| Job A |
In the piece on U.S. Mint coin programs, repeat the stretch from "The American Numismatic" through "are not interested.", switching "dealers" to "merchants".
| Job B |
According to the piece on U.S. Mint coin programs, how many one-dollar coins will the American Innovation program issue each year?
| Job C |
Please translate this sentence from the piece on U.S. Mint coin programs into Spanish: "There is no indication that the President will veto this bill."
--- Text extract ---
Since 1999, there has been the following coin series issued by the U.S. Mint:

  • 2009 Lincoln Bicentennial One Cent Program
  • Westward Journey Nickel Series™
  • 50 State Quarters Program
  • 2009 District of Columbia and U.S. Territories Quarters Program
  • America the Beautiful Quarters® Program
  • Native American $1 Coin
  • Presidential $1 Coins

Although none of these series produced rare coins with the exception of errors and varieties, such as the 2004 Wisconsin extra leaf quarter and the 2005 Minnesota quarter with an extra tree, the only excitement was the novelty generated in 1999 with the new series.

Soon, the American Innovation $1 Coin will join this list. When the American Innovation $1 Coin Act (H.R. 770) finishes its procedural trek through Congress, it will be sent to the other end of Pennsylvania Avenue for the President’s signature. There is no indication that the President will veto this bill.

The 14-year program will honor “American innovation and significant innovation and pioneering efforts of individuals or groups from each of the 50 States, the District of Columbia, and the United States territories.” Four one-dollar coins will be issued each year and issued alongside the Native American Dollar.

Although there is a bias in the numismatic industry against modern coinage, there is a fun aspect of the changing coin designs. Aside from breaking up the monotony, there is an educational aspect that people should take advantage of, even if you have college degrees.

2015-W Native American Dollar Enhanced Uncirculated Reverse celebrating the Mohawk Iron Workers

For example, why did the 2015 Native American $1 Coin feature the Mohawk Ironworkers? In short, the Mohawks were literally the backbones for which heavy ironwork relied upon in both Canada and the United States. Amongst their accomplishments are some of the famous landmarks of New York City including the Empire State Building, the Chrysler Building, and work above the 80th floor on the World Trade Center twin towers.

Mohawk ironworkers were there following the attacks of September 11, 2001, to help clean up and rebuild the World Trade Center site. This is something I would not have known had they not appeared on the coin and asking why.

Regardless of the historical significance of these coins and the underappreciated beauty of the designs, the numismatic industry has not taken the opportunity to promote coin collecting using these changing programs. There is only one reason for the lack of interest from the community: ECONOMICS!

The American Numismatic Association is largely run by dealers who make their living by buying and selling rare coins and bullion. The trade in modern coinage, many items that anyone could find in pocket change, does not have a high rate of return. Therefore, most dealers are not interested.
--- Information shown ---
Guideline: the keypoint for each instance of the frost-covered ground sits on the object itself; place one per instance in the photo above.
---
| Worked answer A |
The American Numismatic Association is largely run by merchants who make their living by buying and selling rare coins and bullion. The trade in modern coinage, many items that anyone could find in pocket change, does not have a high rate of return. Therefore, most merchants are not interested.

| Worked answer B |
Four.

| Worked answer C |
No hay indicios de que el presidente vaya a vetar este proyecto de ley.